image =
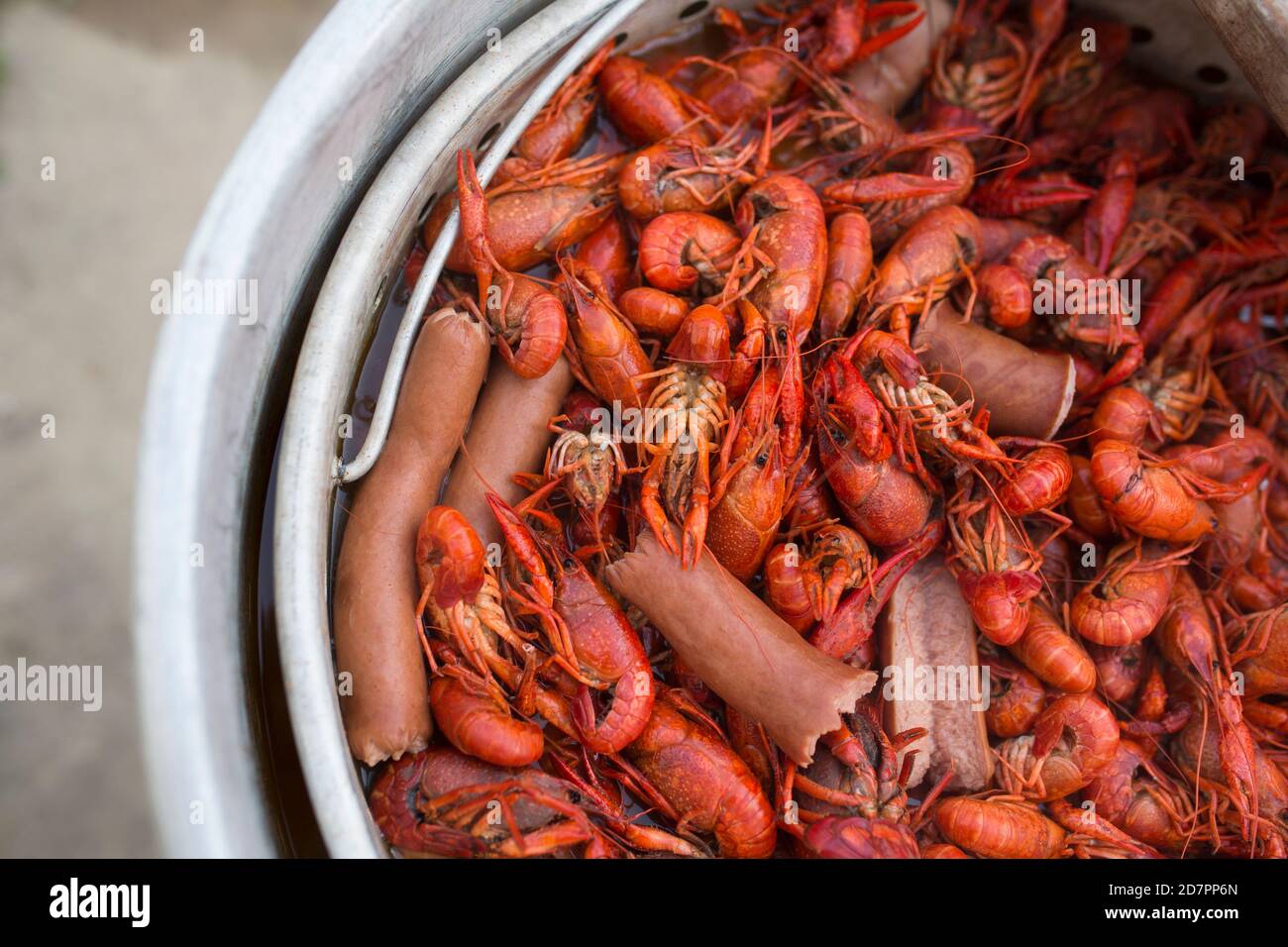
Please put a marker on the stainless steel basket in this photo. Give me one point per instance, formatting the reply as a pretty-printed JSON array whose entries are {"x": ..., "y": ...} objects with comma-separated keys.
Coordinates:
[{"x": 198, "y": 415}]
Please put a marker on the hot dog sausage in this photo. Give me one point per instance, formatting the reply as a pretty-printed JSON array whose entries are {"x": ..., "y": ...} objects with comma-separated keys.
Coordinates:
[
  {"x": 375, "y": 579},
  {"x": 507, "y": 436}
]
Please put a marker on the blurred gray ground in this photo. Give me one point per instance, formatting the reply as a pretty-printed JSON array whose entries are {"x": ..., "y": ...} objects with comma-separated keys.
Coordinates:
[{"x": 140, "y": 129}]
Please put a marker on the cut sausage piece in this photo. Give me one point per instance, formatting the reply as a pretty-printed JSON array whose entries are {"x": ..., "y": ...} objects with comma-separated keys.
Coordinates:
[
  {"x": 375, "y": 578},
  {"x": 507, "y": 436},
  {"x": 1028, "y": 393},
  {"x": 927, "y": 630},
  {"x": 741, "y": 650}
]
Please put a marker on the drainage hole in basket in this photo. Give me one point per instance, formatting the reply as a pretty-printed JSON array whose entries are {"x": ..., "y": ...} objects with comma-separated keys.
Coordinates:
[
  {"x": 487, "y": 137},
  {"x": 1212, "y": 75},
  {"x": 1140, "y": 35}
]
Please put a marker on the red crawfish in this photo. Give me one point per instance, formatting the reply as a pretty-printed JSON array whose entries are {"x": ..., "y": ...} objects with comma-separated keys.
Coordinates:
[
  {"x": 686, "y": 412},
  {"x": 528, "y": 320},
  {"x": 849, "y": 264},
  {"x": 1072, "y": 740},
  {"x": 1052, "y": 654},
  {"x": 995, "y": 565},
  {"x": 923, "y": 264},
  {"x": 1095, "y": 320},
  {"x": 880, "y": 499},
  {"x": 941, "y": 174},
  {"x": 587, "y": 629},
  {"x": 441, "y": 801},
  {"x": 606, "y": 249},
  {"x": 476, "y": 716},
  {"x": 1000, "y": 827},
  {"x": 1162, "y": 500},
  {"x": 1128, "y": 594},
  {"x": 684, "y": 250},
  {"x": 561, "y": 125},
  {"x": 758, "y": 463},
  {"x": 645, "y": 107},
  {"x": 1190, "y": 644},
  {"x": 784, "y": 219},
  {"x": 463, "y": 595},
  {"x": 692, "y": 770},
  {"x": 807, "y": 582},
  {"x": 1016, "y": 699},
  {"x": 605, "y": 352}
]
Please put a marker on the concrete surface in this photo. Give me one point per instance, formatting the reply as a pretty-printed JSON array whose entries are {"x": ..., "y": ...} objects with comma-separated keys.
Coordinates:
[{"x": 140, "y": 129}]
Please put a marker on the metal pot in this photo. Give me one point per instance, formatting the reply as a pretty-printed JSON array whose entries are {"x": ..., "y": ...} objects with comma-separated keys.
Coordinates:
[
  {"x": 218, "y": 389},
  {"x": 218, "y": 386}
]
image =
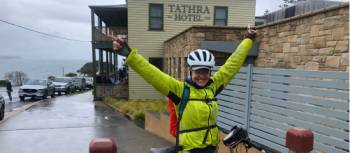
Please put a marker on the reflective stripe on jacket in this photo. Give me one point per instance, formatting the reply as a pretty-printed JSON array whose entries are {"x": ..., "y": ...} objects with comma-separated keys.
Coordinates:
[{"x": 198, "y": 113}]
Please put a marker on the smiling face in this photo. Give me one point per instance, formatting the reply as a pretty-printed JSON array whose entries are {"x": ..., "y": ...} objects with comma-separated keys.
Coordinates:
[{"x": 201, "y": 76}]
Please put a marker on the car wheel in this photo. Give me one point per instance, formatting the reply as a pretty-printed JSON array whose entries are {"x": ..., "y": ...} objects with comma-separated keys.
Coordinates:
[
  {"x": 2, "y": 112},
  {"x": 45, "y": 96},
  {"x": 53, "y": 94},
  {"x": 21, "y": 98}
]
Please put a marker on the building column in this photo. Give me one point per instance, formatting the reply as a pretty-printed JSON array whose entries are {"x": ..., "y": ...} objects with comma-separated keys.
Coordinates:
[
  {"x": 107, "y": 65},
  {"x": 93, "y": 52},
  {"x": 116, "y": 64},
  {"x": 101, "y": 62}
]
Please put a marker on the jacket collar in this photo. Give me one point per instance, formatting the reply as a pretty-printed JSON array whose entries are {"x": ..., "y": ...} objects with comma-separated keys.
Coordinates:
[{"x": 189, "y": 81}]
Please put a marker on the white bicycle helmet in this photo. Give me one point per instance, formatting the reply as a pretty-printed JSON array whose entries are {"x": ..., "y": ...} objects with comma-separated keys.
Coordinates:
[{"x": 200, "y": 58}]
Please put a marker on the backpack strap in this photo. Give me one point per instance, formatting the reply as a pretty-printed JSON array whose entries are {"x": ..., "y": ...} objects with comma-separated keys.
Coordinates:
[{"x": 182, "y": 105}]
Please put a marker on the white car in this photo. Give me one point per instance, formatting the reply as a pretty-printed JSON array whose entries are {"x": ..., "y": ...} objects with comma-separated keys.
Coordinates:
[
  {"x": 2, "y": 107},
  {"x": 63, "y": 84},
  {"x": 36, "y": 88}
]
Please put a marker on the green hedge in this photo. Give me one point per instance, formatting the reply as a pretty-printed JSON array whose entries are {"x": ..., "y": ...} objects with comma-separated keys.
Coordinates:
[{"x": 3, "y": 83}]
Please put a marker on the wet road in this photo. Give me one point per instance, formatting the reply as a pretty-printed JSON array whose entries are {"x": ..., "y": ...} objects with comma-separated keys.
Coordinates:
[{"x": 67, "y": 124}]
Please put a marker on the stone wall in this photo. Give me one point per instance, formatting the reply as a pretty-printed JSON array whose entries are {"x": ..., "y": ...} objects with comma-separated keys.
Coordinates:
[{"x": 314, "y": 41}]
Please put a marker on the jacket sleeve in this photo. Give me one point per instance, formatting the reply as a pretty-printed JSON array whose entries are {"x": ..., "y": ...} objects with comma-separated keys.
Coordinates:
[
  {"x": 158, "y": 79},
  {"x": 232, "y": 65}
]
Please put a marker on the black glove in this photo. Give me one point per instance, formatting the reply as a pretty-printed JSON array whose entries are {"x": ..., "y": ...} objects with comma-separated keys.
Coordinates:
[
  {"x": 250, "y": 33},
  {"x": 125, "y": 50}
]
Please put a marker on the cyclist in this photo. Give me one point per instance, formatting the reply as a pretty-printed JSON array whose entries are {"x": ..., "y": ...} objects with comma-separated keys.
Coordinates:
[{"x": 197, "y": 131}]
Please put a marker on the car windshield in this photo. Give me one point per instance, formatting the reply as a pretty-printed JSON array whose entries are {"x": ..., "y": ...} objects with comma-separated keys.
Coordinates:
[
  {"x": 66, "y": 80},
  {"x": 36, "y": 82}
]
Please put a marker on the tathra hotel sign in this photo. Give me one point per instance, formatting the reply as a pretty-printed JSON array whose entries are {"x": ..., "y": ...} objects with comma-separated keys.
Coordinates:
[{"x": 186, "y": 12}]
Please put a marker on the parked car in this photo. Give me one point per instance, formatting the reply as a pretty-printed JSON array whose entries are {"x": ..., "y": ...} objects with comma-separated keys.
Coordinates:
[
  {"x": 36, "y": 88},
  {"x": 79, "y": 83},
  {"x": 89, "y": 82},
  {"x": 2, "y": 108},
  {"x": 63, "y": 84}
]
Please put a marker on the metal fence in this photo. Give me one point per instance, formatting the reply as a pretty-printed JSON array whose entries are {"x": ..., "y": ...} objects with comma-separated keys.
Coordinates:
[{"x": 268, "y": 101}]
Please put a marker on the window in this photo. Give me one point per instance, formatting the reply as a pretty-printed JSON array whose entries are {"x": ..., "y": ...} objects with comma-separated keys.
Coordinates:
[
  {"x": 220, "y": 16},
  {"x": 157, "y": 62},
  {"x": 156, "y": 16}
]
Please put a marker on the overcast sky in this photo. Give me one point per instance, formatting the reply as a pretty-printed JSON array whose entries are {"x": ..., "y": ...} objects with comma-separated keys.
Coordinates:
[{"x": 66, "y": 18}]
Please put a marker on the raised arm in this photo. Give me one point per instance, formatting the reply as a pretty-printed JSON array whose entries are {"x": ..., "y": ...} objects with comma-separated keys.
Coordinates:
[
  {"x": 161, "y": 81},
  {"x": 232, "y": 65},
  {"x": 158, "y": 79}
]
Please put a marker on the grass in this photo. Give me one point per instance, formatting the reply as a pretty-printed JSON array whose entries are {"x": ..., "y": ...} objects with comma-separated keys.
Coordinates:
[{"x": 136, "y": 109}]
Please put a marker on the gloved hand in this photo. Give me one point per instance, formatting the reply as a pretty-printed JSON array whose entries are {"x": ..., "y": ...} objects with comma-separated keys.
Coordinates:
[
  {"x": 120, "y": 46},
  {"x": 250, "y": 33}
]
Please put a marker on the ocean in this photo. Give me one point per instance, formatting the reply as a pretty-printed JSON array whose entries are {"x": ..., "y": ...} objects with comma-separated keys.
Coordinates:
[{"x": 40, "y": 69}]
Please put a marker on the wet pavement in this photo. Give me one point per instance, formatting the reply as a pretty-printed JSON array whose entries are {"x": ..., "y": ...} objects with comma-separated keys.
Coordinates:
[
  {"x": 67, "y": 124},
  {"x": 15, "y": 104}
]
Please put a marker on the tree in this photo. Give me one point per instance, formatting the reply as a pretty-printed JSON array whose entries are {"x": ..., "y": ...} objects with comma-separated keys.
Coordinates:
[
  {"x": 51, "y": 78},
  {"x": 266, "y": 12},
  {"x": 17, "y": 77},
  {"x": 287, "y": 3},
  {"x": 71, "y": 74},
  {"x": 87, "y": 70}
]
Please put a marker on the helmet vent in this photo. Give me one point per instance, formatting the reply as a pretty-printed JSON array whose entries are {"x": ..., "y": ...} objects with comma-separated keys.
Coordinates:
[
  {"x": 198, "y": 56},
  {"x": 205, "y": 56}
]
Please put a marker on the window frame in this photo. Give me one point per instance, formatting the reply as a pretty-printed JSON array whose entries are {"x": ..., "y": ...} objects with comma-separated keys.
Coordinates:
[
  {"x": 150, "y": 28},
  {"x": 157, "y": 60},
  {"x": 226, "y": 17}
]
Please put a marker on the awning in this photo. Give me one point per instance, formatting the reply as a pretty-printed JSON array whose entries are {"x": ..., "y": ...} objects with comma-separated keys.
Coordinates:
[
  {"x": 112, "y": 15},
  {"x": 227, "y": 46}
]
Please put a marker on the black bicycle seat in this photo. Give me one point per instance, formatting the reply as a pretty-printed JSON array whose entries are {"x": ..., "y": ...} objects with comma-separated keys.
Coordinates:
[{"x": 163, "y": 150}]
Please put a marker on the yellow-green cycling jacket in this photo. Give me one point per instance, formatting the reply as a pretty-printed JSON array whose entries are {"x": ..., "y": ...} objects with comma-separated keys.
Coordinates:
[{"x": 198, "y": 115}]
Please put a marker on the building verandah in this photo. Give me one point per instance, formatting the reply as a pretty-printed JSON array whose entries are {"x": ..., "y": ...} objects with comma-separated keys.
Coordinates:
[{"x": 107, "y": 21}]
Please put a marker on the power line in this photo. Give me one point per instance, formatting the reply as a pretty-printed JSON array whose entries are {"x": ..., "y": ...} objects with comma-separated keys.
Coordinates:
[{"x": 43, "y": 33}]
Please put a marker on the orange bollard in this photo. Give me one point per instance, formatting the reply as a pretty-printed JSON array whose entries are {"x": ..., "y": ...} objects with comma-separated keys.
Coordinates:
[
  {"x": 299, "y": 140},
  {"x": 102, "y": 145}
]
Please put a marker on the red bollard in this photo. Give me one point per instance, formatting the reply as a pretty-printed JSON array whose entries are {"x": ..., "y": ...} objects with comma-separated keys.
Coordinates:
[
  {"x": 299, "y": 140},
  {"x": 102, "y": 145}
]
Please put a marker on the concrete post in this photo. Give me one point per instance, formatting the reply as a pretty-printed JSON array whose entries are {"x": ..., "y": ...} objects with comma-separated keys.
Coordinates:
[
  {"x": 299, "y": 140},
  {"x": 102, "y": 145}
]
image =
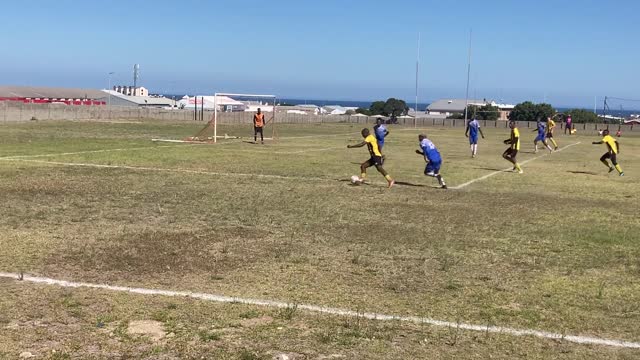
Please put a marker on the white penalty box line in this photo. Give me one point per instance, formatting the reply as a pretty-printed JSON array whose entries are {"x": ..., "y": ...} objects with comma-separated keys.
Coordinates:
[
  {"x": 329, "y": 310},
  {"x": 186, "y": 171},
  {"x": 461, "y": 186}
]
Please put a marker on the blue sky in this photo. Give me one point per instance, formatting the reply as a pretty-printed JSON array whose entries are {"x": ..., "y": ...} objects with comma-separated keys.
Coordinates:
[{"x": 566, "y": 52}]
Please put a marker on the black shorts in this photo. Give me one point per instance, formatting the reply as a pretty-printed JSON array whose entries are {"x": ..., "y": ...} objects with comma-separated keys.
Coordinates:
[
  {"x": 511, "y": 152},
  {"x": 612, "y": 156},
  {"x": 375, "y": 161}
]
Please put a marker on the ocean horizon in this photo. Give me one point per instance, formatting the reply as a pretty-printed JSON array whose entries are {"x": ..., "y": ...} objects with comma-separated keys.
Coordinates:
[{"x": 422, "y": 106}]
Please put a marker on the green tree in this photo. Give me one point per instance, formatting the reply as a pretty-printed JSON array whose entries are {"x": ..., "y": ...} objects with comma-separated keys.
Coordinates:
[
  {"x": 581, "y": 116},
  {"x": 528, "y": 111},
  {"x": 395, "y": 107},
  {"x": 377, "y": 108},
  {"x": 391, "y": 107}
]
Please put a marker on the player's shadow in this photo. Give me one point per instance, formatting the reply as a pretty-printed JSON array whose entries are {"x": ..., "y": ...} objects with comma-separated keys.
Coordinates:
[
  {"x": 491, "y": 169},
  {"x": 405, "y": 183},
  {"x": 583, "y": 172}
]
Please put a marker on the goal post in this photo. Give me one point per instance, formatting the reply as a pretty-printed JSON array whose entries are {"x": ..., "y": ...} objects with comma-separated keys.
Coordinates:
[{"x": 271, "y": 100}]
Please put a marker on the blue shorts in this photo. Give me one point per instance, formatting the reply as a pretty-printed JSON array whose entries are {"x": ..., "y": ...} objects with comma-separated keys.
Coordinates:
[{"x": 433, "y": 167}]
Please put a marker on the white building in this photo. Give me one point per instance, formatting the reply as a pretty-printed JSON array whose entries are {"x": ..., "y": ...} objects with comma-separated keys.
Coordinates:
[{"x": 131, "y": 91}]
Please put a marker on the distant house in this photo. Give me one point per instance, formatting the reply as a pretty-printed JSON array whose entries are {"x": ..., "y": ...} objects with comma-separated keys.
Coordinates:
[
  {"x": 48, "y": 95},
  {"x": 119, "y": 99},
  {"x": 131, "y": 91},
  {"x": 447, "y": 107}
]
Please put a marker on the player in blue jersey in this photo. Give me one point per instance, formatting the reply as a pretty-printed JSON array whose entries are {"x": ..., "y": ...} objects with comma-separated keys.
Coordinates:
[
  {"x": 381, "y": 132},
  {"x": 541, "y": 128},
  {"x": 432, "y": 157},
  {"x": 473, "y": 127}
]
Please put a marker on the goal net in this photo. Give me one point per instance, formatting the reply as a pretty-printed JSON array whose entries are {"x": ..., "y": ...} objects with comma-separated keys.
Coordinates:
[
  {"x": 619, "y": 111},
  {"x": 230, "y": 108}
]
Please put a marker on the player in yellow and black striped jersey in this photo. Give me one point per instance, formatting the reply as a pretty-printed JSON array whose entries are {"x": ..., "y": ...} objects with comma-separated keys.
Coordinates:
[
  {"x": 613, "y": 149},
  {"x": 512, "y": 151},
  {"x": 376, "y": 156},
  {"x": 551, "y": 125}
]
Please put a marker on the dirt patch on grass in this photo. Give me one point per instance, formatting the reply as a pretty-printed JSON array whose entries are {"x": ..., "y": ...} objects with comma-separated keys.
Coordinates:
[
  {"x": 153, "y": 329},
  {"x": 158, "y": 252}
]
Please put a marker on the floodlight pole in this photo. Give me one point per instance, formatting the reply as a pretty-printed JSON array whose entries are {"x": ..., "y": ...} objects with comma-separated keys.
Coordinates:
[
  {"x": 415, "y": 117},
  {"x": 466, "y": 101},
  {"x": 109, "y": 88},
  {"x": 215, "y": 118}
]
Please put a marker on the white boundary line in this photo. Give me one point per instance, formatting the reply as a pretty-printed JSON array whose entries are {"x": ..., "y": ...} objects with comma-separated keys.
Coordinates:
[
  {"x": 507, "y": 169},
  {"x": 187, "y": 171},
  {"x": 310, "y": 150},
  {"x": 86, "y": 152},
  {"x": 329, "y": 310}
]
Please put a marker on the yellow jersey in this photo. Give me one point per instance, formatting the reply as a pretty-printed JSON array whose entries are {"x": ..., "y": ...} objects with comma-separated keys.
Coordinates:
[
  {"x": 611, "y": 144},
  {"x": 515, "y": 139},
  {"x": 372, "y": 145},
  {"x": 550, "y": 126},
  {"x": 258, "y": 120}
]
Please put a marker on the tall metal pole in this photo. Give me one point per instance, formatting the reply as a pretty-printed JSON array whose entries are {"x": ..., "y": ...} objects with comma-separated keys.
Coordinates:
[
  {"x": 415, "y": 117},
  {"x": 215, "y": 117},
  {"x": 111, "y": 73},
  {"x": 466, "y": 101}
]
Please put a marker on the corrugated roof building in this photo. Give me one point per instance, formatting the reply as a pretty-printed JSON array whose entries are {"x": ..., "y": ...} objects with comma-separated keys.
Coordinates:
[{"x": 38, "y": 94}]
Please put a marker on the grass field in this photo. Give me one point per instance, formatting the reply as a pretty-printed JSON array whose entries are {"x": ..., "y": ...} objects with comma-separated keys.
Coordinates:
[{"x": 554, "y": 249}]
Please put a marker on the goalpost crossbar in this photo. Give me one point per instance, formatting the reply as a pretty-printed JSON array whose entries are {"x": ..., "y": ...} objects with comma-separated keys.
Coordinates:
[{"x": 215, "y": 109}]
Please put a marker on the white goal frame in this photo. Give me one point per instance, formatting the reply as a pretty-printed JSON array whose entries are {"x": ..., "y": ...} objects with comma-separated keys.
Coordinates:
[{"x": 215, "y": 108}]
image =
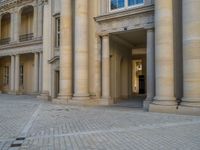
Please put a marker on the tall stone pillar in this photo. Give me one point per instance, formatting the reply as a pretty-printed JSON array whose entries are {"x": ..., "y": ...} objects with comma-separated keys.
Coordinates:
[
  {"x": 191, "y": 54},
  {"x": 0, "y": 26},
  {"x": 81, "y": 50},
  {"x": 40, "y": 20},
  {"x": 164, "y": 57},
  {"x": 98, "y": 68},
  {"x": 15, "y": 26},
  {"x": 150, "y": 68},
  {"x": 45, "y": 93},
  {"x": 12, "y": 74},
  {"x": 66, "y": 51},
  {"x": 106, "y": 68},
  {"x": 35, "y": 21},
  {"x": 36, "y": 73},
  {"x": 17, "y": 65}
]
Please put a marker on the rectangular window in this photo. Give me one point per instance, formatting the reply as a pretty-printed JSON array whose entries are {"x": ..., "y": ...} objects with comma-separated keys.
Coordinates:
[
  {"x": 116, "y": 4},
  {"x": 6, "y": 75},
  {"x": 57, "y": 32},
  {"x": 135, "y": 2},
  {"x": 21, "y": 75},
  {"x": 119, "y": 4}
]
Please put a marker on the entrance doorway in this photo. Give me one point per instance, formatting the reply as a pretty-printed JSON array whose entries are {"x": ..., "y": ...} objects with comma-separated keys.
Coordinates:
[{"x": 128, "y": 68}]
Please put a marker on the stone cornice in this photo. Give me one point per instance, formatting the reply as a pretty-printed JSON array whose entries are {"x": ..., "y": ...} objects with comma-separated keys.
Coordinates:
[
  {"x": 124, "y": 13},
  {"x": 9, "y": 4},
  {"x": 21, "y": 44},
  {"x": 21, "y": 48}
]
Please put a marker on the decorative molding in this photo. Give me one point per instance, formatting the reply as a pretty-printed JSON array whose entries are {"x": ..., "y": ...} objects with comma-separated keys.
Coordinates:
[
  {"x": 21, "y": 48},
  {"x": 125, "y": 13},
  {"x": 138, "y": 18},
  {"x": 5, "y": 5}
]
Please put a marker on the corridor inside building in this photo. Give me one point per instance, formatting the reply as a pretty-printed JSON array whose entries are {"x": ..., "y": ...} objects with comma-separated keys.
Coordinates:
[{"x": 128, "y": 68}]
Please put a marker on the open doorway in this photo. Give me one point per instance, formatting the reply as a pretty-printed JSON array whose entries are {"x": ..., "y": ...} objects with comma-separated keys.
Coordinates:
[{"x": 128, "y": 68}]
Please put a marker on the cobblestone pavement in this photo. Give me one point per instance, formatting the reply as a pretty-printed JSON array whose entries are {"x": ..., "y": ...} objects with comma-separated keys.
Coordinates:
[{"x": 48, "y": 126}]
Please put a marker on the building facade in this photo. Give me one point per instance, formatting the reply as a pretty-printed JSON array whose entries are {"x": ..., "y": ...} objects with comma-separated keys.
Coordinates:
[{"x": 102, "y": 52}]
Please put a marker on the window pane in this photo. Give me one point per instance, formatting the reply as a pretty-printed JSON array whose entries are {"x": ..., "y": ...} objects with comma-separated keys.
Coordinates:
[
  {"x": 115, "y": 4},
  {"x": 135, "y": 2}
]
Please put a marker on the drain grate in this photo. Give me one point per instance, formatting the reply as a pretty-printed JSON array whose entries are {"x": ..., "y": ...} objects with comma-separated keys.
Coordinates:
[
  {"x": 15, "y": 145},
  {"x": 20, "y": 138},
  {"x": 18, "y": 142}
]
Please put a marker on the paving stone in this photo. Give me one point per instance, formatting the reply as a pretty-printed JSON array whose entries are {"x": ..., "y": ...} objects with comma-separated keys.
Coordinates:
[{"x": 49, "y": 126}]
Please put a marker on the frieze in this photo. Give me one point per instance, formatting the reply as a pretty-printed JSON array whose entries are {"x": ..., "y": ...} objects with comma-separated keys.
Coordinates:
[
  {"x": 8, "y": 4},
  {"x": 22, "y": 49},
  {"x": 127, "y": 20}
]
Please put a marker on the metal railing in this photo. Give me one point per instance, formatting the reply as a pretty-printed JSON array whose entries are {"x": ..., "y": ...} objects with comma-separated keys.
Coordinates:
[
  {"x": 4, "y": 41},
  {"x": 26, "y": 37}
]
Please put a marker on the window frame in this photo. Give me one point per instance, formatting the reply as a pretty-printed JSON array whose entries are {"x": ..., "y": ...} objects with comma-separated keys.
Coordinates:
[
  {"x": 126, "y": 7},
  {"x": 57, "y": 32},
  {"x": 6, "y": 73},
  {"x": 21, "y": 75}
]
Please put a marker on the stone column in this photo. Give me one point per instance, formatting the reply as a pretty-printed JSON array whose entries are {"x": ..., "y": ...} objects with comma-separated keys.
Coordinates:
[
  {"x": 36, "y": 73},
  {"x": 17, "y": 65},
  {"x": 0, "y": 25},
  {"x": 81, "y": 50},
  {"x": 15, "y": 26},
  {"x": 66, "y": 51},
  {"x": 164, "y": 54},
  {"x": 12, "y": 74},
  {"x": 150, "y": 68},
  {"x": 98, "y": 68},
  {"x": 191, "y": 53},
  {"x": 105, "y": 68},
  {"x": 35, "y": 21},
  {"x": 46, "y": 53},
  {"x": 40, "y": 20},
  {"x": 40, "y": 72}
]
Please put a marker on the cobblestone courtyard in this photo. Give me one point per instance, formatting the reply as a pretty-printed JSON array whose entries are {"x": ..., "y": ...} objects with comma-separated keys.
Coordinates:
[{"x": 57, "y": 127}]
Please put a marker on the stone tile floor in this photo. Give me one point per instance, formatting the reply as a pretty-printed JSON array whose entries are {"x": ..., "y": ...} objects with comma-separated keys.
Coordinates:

----

▶ _EXERCISE DIRECTIONS_
Set down exactly and only the lines from the start of the entries above through the line containing "Please put a marker on the stainless", both ends included, omitting the pictures.

▶ _RESULT OF THE EXERCISE_
image =
Please put a marker on the stainless steel basket in this photo. Give me one point per instance, formatting the reply as a pretty-printed JSON array whose entries are {"x": ..., "y": ...} objects with comma-separated keys.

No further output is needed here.